### Record set
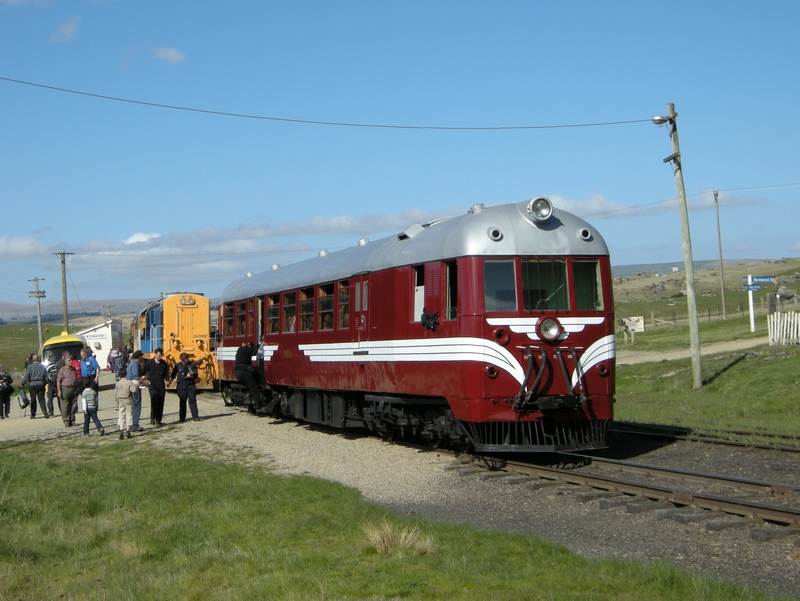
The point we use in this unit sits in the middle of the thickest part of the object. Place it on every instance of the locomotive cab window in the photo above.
(451, 306)
(227, 319)
(419, 292)
(325, 306)
(241, 318)
(544, 285)
(273, 313)
(344, 304)
(499, 286)
(588, 289)
(307, 310)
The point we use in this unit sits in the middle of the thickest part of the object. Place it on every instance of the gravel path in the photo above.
(418, 484)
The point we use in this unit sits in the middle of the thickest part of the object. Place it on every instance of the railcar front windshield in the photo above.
(544, 285)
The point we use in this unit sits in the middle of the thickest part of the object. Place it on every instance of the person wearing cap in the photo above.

### Your task
Please copy every one of the records above word for word, leaving out the pictures.

### Exercise answer
The point we use in this unit sits in the middle of the thickest part of the object. Place it on every instance of the locomotive cab window in the photo above.
(451, 306)
(227, 319)
(419, 292)
(325, 306)
(241, 318)
(544, 285)
(273, 313)
(344, 304)
(499, 286)
(588, 289)
(307, 310)
The point we use in this unit sits in the middle of the thickest part of the object. Place it on every instance of the gravel path in the photo above.
(418, 484)
The point we use in this unit sits in the middle of the thickest part of the object. Place it on every instance of the railcar front windshield in the photo above.
(544, 285)
The point we use in this unit sits in the middle of the thickest part of the object. Place it on every instance of the person wearing cap in the photo above.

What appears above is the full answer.